(Material to process begins)

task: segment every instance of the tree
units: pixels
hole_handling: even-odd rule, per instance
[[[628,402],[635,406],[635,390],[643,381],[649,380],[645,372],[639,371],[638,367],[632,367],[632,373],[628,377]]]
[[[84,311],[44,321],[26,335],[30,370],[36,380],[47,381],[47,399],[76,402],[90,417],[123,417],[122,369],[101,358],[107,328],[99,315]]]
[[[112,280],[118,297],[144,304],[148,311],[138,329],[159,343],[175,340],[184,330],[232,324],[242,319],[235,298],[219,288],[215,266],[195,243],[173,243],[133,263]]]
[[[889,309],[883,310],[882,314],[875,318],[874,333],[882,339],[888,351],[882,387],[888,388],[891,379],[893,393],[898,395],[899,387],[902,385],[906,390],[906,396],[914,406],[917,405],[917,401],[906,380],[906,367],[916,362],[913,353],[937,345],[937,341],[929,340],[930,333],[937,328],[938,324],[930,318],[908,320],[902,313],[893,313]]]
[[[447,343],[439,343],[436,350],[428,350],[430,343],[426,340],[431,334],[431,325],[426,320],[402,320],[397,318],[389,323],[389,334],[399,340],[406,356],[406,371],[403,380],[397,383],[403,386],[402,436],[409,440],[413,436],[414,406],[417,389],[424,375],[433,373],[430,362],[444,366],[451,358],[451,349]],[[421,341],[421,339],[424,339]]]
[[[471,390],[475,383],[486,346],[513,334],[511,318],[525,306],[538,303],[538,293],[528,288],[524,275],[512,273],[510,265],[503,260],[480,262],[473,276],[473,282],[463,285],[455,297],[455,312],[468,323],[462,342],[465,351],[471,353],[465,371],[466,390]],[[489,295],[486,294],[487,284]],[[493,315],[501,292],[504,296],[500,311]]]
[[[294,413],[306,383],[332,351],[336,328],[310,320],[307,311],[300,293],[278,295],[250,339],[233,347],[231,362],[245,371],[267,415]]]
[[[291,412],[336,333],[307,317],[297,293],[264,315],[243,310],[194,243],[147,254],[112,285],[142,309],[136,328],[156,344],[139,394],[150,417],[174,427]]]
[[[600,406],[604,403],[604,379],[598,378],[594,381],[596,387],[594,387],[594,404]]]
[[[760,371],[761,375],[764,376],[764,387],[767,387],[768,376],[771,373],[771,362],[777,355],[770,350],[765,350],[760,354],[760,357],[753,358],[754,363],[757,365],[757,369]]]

(Material to process ends)

* _What the task asks_: Once you find the line containing "units: pixels", stop: reproduce exactly that line and every line of the data before it, and nothing else.

* _Solution to this exercise_:
task: segment every instance of the tree
units: pixels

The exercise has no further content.